### Given passage

Who Controls Your Television?
Nurgled writes "The EFF, reportedly the only consumer rights organization to be granted membership of the Digital Video Broadcasting consortium, reports that TV and movie industry representatives have been pushing for DRM in the DVB technologies. This in itself is not entirely unexpected, but these talks have been going on in closed meetings. The EFF itself has been blocked from reporting on this until now as a condition of being allowed to attend. The proposed technologies allow rights-holders and broadcasters to severely hamper your ability to make use of broadcast television content, including the ability to retroactively blacklist any devices that consumers may already own that act in ways undesirable to the rights-holder or broadcaster. The EFF concludes that public interest and consumer rights advocates must fight back."
Is it me, or is "retroactively blacklist" the most unpleasant piece of this? So if I am a good-user who does nothing untoward, I would risk having my TV no longer speak to my DVR because a nephew came over and had had his X-box-cum-torrent-seed plugged in? Yuck.
I prefer technology which makes it easier to do what one wants to do, rather than harder.
Need Geek Rock? Try The Franchise!
Reminds me of an old Max Headroom episode
Broadcast signals are free. They are required by current FCC mandates to be backwards compatible to existing color TV sets. All one has to do it get a decoder, provided free by federal funds, and they can decode OTA digital HDTV broadcasts and play them back on standard HDTV sets. If we can do this, we can redirect that signal and record it in any form we want. Broadcast media, once sent, and recorded by a person can be used for any purpose excluding profit or public display. I can make LEGALLY as many copies of broadcast material as I want and give it away free to as many people as I want who were also within broadcast range under existing FCC rules. It is only illegal to do so for content that I am required to pay for to receive.
If they embed some kind of flag allowing me them to tell what day/time the show was broadcast, from where, and the ID of my decoder should I decide to illegally distribute my recording of their broadcast, that's fine by me, as long as I don't have to pay for any equipment upgrades to do so and can continue to use my existing TV and computer hardware.

######
### Data section

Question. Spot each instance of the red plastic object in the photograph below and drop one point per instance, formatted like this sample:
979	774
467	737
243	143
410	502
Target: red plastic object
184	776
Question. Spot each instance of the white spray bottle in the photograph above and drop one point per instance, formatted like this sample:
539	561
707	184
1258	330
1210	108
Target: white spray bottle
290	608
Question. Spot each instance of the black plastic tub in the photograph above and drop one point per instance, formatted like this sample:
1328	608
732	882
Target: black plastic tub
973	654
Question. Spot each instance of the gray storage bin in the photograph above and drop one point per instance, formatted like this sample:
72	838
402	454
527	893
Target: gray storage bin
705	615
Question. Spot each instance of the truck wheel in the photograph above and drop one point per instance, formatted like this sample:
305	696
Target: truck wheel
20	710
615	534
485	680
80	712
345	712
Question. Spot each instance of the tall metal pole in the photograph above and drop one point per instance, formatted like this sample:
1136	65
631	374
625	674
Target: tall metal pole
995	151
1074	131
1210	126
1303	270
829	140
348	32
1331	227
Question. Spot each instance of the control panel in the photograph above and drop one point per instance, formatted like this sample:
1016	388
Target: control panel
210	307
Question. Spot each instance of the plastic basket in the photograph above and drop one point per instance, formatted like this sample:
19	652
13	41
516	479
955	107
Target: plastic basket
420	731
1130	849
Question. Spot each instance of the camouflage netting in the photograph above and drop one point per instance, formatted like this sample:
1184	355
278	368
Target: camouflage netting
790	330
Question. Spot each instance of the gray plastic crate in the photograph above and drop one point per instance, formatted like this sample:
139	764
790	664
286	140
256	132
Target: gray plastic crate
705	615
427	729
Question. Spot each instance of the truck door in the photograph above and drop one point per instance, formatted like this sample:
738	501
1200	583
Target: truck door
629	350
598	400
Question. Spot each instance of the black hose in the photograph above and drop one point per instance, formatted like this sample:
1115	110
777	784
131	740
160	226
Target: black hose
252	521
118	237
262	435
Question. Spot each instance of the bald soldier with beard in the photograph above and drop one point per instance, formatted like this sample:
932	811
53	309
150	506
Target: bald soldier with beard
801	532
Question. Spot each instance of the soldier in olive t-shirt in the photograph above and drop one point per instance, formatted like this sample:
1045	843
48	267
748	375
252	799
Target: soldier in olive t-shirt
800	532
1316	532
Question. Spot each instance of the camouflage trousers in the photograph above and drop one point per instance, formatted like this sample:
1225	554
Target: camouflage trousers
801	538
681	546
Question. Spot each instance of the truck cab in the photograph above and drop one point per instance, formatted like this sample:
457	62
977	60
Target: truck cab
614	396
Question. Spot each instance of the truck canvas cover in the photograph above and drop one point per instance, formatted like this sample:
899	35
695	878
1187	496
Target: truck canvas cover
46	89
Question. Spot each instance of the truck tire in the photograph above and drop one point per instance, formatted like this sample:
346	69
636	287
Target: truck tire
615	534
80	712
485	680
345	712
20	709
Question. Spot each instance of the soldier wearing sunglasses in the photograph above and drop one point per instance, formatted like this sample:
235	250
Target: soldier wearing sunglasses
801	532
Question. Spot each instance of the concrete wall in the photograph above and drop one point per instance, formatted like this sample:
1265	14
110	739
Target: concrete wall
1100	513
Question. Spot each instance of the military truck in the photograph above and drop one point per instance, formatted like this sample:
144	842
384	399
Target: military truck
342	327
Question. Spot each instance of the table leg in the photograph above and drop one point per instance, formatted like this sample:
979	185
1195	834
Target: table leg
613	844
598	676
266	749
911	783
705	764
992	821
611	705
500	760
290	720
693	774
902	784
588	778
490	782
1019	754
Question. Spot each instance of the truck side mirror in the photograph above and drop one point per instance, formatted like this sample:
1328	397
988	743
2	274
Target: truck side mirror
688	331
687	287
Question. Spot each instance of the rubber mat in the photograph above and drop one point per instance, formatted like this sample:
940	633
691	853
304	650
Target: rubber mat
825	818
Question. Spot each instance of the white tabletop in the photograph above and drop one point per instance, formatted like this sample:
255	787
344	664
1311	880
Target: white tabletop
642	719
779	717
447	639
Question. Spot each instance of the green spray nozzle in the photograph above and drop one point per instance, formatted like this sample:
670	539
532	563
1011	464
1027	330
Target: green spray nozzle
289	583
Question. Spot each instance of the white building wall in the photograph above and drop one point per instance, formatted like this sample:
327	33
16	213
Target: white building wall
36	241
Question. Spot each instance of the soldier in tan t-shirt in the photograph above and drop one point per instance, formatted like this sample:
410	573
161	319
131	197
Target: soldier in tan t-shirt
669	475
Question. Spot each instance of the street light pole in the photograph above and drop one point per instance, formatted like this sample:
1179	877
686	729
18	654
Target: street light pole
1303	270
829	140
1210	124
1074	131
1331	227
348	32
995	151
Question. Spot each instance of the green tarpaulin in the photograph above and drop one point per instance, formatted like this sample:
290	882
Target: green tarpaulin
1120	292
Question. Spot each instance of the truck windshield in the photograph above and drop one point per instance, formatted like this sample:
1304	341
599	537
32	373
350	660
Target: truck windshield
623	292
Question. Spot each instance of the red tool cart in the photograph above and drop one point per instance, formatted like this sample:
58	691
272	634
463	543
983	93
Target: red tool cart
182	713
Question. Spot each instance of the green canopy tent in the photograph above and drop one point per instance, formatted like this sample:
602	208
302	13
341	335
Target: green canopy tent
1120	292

######
### Data section

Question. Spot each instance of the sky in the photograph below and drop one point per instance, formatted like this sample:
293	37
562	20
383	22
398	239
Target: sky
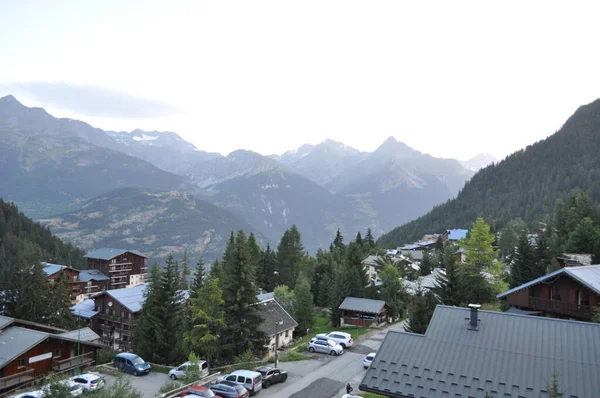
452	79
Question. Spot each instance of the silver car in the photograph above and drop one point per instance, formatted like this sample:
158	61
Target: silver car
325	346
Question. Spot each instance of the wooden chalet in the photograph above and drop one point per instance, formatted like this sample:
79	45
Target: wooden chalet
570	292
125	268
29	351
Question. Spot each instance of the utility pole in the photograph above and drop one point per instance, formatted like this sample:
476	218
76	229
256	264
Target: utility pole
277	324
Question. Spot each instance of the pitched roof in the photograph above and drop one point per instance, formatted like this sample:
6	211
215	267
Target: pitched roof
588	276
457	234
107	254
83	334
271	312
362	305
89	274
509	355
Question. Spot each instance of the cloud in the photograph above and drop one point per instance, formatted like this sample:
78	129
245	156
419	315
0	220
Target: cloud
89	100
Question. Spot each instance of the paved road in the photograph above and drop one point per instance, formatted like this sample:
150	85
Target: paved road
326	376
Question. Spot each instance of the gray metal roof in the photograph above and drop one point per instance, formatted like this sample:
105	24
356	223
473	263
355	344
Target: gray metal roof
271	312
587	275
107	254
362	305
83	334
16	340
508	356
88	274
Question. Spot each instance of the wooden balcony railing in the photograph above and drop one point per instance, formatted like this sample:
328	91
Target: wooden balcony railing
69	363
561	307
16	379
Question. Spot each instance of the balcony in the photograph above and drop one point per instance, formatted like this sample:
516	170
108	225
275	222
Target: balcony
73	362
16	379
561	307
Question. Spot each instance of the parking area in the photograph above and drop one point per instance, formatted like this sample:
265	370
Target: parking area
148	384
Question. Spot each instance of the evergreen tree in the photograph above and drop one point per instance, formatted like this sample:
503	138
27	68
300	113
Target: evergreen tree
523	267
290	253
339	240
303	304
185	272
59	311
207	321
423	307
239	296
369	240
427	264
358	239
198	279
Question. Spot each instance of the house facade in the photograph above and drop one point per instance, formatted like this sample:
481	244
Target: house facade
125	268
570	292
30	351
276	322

######
### Data section

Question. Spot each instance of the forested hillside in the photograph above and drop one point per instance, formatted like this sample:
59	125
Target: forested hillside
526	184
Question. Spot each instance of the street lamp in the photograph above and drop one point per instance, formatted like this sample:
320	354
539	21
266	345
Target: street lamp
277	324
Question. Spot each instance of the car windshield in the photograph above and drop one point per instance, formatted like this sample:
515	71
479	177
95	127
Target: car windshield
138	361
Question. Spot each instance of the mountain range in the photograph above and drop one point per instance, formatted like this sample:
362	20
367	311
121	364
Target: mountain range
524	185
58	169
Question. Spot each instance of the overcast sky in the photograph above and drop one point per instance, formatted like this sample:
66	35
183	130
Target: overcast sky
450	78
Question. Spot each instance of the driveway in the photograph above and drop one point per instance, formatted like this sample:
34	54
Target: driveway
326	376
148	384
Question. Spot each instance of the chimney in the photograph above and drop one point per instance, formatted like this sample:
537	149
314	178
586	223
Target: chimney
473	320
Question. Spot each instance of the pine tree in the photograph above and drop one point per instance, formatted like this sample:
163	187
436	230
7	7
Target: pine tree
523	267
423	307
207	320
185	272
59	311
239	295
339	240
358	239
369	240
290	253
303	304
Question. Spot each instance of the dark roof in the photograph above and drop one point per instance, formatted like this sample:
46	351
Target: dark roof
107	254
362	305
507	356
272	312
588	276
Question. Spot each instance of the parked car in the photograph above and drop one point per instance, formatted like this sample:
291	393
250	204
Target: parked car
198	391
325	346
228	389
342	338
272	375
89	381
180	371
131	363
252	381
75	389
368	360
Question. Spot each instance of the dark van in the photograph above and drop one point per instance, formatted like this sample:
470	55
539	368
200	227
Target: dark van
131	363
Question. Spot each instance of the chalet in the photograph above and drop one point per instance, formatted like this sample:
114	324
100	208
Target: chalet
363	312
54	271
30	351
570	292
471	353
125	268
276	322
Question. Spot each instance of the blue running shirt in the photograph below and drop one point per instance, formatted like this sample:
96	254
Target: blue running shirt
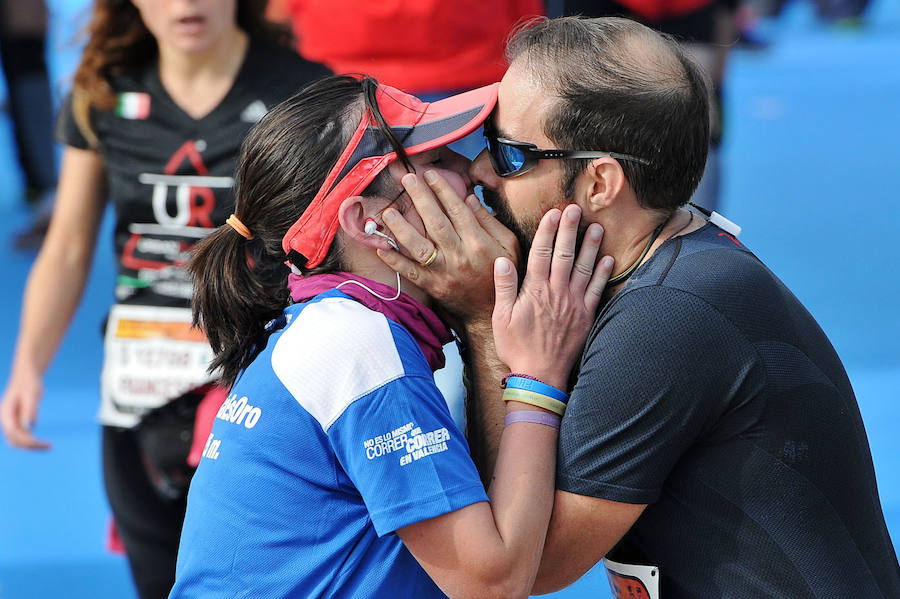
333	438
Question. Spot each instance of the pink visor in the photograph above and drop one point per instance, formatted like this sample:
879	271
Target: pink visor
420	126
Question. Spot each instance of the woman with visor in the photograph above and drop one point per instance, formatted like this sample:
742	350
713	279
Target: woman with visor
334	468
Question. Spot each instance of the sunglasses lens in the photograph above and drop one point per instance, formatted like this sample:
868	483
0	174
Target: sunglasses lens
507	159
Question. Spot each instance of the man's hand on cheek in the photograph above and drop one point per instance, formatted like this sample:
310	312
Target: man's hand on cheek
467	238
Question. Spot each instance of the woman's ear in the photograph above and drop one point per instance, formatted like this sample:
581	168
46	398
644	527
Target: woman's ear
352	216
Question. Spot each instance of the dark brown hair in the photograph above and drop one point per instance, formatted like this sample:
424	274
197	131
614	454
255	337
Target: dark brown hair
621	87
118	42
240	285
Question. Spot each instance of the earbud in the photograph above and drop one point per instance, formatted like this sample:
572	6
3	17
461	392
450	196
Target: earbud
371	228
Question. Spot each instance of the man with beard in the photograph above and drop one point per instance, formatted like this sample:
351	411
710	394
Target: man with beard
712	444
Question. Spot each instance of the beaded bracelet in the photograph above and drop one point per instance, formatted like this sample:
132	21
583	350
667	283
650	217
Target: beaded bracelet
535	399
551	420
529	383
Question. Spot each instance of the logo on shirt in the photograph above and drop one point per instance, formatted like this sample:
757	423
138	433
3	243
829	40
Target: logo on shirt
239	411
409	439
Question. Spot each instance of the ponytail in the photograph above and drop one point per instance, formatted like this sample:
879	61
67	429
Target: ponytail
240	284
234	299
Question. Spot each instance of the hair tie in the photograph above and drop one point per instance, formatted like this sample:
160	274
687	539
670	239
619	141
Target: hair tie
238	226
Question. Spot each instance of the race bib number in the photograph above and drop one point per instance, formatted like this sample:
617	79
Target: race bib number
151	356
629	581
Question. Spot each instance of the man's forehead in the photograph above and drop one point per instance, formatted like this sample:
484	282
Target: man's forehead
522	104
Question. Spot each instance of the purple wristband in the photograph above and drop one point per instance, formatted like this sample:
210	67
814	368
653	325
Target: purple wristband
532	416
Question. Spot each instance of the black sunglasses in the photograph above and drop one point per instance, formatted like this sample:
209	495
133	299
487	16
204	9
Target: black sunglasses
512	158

######

What this exercise asks:
1) Translate this sentence from the television text into Spanish: "I prefer technology which makes it easier to do what one wants to do, rather than harder."
2) Gather every line of the records that contains the string "cart" and copy each one in full. Case counts.

The answers:
1) Prefiero la tecnología que facilita hacer lo que uno quiere hacer, en lugar de dificultarlo.

2)
Question. Spot each instance of the red tool cart in the photograph above and drop one point per instance, formatted like this sample:
Target: red tool cart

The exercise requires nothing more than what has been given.